[Given text start]

IMnsHO, it's *always* wise and prudent for a timeshare HOA / BoD to address and resolve CC&R "sunset" details *a few years **in advance* of the CC&R "sunset" year. 

The termination language in the CC&R's likely identifies a very specific minimum voting percentage requirement for a decision (either continuation or termination as a timeshare, depending on how worded in the Declaration; each instance is different). It takes time to reach out to (and get enough responses back from) enough owners to reach that minimum percentage. I personally know of facilities that are presently providing (in hand) termination "amendment" ballots to owners this year (beginning 1/1/2016) when they check-in, at places where the "sunset" year is not until CY 2021 or CY 2022. Presumably, at some point they will amass their required percentage and then proceed with a formal CC&R amendment. *No* HOA / BoD can ever just unilaterally "amend" CC&R content entirely on their own, voting only among themselves; that would be in clear violation of applicable and specific voting percentage requirements reflected in the underlying, legally binding, recorded Declaration / CC&R's.  

I tip my cap to *any* HOA / BoD that has the awareness and foresight to tackle this "sunset clause" matter *well* in advance, thereby avoiding a (completely unnecessary) frantic, last minute legal scramble and fire drill later when, perhaps by then too constrained for time (due to their own prior inaction and negligence) they are unable to acquire the minimum voting percentage in time to avoid the "default" action (whether it's termination *or* continuation) specified in the underlying Declaration / CC&R's.


----------



## larsonharry2 (Feb 3, 2016)

It will be such a loss if Foxrun stops to be a timeshare place. My wife loves it, because it has wonderful location, it's extremely clean and well furnished.

I hope there is another solution and things will be as they are now


----------



## theo (Feb 3, 2016)

RonB said:


> <snip>  *If every owner can be found and agrees*, the property can be sold and you get 1/50th the value of your unit after expenses.



Without claiming to know anything at all about this particular facility, I seriously doubt that its' underlying CC&R's actually identify a 100% voting requirement. 
I don't believe that a 100% voting / agreement requirement exists in *any* CC&R's / Declarations *anywhere*; it would be a virtually impossible standard to meet.


----------



## RonB (Feb 3, 2016)

[Given text end]
[Dataset section start]

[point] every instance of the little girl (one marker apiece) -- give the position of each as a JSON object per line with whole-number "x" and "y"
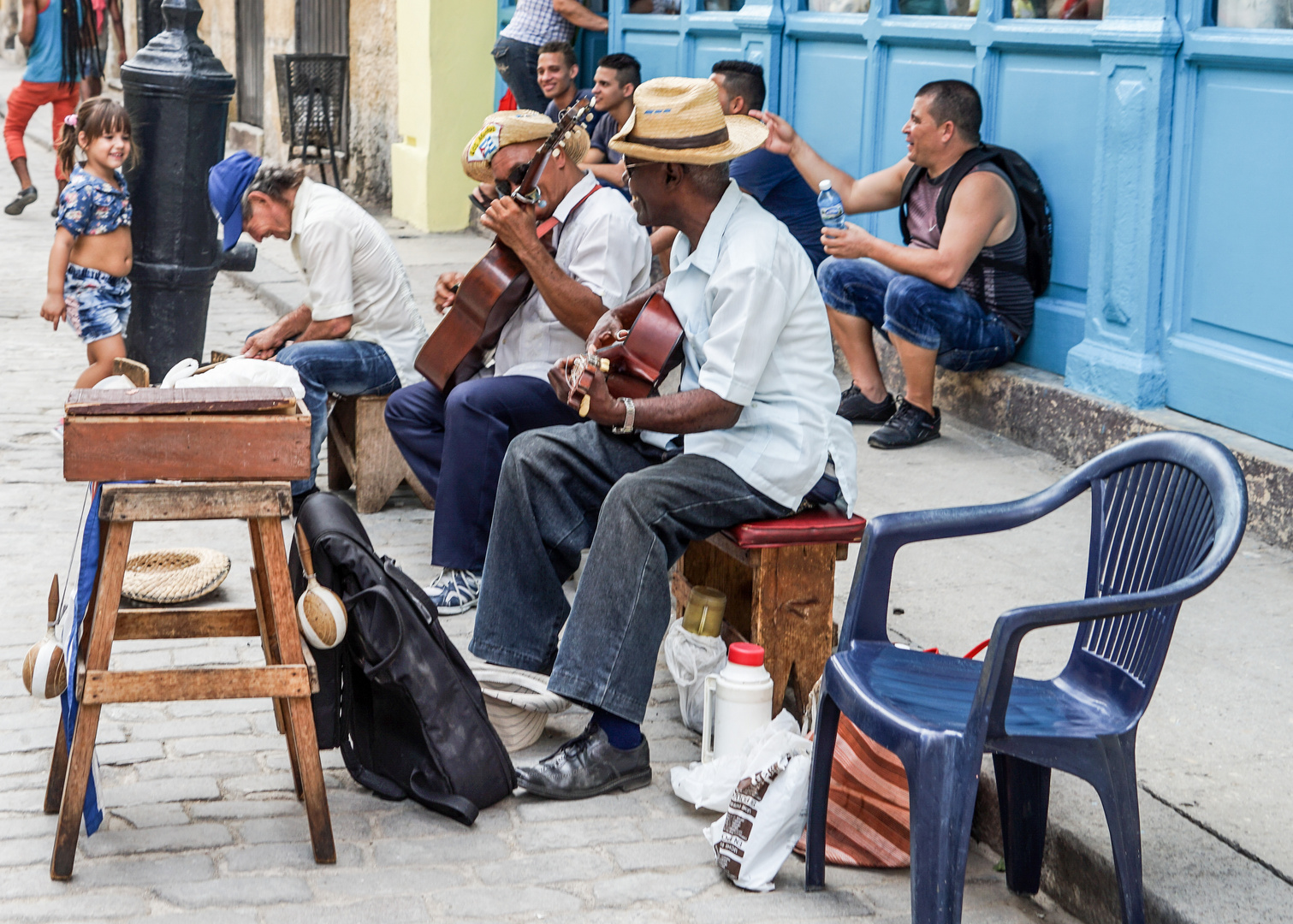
{"x": 92, "y": 252}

[Dataset section end]

**Do this**
Please answer these questions about the timeshare thread.
(a) In which sunset years do the facilities handing out termination amendment ballots at check-in reach their sunset?
(b) What reasons does larsonharry2 give for his wife loving Foxrun?
(c) What voting requirement does theo doubt appears in any CC&R's?
Base every answer on the thread alone.

**Output of the exercise**
(a) CY 2021 or CY 2022.
(b) It has a wonderful location, and it is extremely clean and well furnished.
(c) A 100% voting or agreement requirement.